> **RECORDS UIT DATASET**:

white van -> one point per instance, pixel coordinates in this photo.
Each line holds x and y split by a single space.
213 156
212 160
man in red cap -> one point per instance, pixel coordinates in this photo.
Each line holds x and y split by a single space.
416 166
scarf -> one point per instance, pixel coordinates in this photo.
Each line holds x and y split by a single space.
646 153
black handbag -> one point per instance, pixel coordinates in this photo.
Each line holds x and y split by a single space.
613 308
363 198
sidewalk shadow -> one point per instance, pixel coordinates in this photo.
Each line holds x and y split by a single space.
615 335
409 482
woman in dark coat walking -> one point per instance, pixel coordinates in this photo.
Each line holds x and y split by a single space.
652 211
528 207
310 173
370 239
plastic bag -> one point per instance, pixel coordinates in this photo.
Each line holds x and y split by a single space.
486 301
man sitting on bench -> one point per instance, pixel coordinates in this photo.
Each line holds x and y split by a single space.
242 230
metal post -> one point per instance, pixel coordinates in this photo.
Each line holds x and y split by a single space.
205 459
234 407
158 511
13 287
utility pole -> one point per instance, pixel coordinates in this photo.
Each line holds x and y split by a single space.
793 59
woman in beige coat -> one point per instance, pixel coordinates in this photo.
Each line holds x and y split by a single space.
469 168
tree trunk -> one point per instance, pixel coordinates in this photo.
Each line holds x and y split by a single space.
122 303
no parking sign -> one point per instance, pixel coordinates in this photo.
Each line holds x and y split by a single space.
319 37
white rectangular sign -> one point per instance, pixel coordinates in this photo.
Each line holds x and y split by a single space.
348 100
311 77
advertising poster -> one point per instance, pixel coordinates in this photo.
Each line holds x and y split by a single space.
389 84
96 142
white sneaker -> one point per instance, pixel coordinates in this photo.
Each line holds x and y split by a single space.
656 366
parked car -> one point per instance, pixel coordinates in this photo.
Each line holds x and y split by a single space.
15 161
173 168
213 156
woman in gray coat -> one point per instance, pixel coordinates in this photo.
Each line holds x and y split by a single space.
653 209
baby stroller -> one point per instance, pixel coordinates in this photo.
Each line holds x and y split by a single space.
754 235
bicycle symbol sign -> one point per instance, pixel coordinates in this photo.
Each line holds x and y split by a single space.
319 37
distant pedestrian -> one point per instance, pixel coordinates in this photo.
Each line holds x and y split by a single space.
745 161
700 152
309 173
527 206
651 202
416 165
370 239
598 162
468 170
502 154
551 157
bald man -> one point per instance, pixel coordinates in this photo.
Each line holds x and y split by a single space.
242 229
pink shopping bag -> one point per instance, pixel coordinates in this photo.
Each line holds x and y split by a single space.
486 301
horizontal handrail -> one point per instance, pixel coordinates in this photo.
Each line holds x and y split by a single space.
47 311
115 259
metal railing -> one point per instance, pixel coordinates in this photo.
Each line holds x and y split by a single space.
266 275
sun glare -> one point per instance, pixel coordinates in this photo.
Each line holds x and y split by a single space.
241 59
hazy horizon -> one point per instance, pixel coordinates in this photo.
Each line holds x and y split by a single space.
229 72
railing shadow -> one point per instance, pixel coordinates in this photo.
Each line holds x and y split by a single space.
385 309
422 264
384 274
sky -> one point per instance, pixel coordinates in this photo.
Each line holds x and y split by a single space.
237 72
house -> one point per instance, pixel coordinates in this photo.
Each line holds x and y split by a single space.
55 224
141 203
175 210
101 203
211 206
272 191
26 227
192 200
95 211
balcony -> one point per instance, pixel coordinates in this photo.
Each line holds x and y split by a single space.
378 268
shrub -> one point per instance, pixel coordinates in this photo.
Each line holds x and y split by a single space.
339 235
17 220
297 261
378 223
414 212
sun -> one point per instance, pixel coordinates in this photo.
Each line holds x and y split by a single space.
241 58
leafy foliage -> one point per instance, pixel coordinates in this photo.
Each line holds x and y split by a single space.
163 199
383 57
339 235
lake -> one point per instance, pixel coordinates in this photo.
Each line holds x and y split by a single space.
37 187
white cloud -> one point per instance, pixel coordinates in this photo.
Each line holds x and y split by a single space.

> **GESTELDE TAAK**: Geeft u alle bovenstaande records regel voor regel letterlijk weer, zonder iets weg te laten of te wijzigen.

> **OPLOSSING**:
white van -> one point per instance, pixel coordinates in this photo.
Each line holds x and y split by a single space.
213 156
212 160
man in red cap -> one point per instance, pixel coordinates in this photo.
Each line holds x and y split by a single space.
416 166
scarf -> one point per instance, pixel coordinates in this photo.
Each line holds x and y split by a single space.
646 153
black handbag -> one point per instance, pixel coordinates in this photo.
Each line holds x and y split by a single space.
613 308
363 198
sidewalk shadow -> one point per instance, pixel coordinates in this photo.
Each line holds x and y split by a single space.
615 335
409 482
woman in dark coat walking -> one point per instance, pixel coordinates in this photo.
Each line holds x and y split by a single space.
652 211
528 207
310 173
370 239
plastic bag -> one point per instance, pixel coordinates in this photo.
Each line holds x and y split by a single space.
486 301
man sitting on bench -> one point per instance, pixel coordinates in this photo.
Each line holds x and y split by a single space.
242 230
metal post -> one point per instance, pixel coordinates in this photo.
Each line holds x and y split by a single space.
205 459
234 407
158 511
13 287
utility pole -> one point per instance, pixel coordinates in this photo.
Each line holds x and y split by a single space.
793 59
woman in beige coat -> one point per instance, pixel coordinates in this photo.
Each line holds x and y split by a single space.
469 168
tree trunk -> one point per instance, pixel coordinates in this photo.
Each line holds x and y split by a single space.
122 303
no parking sign -> one point per instance, pixel coordinates in this photo.
Each line holds x and y split by a single space.
319 37
white rectangular sign -> one point per instance, pixel coordinates in this photo.
Each line holds x and y split by a single space.
348 100
311 77
advertising poster -> one point per instance, pixel coordinates in this photo.
Each line holds x and y split by a single space.
389 84
96 142
white sneaker -> one point per instance, pixel coordinates in this photo.
Each line holds x and y split by a single space.
656 366
parked car -> one point per instance, pixel coordinates in this photo.
Each line holds x and y split by a single space.
15 161
173 168
213 156
woman in gray coat -> one point per instance, pixel coordinates in this photo.
Each line holds x and y split by a single space.
653 209
baby stroller -> one point per instance, pixel coordinates in this photo.
Each line holds x and y split by a single space.
754 235
bicycle symbol sign -> one point per instance, pixel coordinates in this photo.
Each line holds x and y split by a single space.
319 37
distant pedestrian -> one point per instance, pixel coordinates in this photo.
Each line holds x and y split by a single space.
745 161
700 152
309 173
527 206
651 202
416 165
370 239
598 162
468 170
502 154
551 157
bald man -> one point per instance, pixel coordinates in this photo.
Each line holds x and y split by a single space.
242 229
pink shopping bag -> one point per instance, pixel coordinates in this photo.
Each line holds x and y split by a single space.
486 301
horizontal handrail -> one point per instance, pixel coordinates in this photo.
Each line holds x and y split by a single space.
47 311
115 259
metal railing -> one point per instance, pixel coordinates in this photo.
Each line holds x and y split by a single space.
266 275
sun glare -> one point per instance, pixel coordinates in this photo.
Each line holds x and y split by a single space.
241 59
hazy horizon -> one point per instance, pixel coordinates in this photo.
Each line holds x and y split by a single space.
229 72
railing shadow -> one point per instance, pixel coordinates in this photo.
Each line holds x and y split by a single space.
385 309
422 264
384 274
sky -> one point per instance, pixel coordinates in this photo.
Each line holds x and y split by a single space.
237 72
house -> one point per instance, pixel coordinates in this photo.
Each line holds x and y split by a single space.
55 224
141 203
175 210
101 203
211 206
272 191
26 227
192 200
95 211
balcony -> one point per instance, pixel coordinates in this photo.
Each line holds x and y split by a single space.
378 268
shrub -> one point per instance, pixel coordinates in this photo.
Each line holds x and y split by a single space.
339 235
17 220
297 261
378 223
414 212
sun -> one point per instance, pixel coordinates in this photo.
Each line holds x and y split by a single space.
241 58
leafy foliage -> one point per instance, pixel coordinates in this photo.
Each line holds x and y split by a single space.
163 199
383 57
339 235
lake -> one point per instance, pixel coordinates in this photo.
Each line holds x and y split by a single space.
37 187
white cloud -> one point per instance, pixel coordinates in this photo.
Each line holds x and y split by a single space.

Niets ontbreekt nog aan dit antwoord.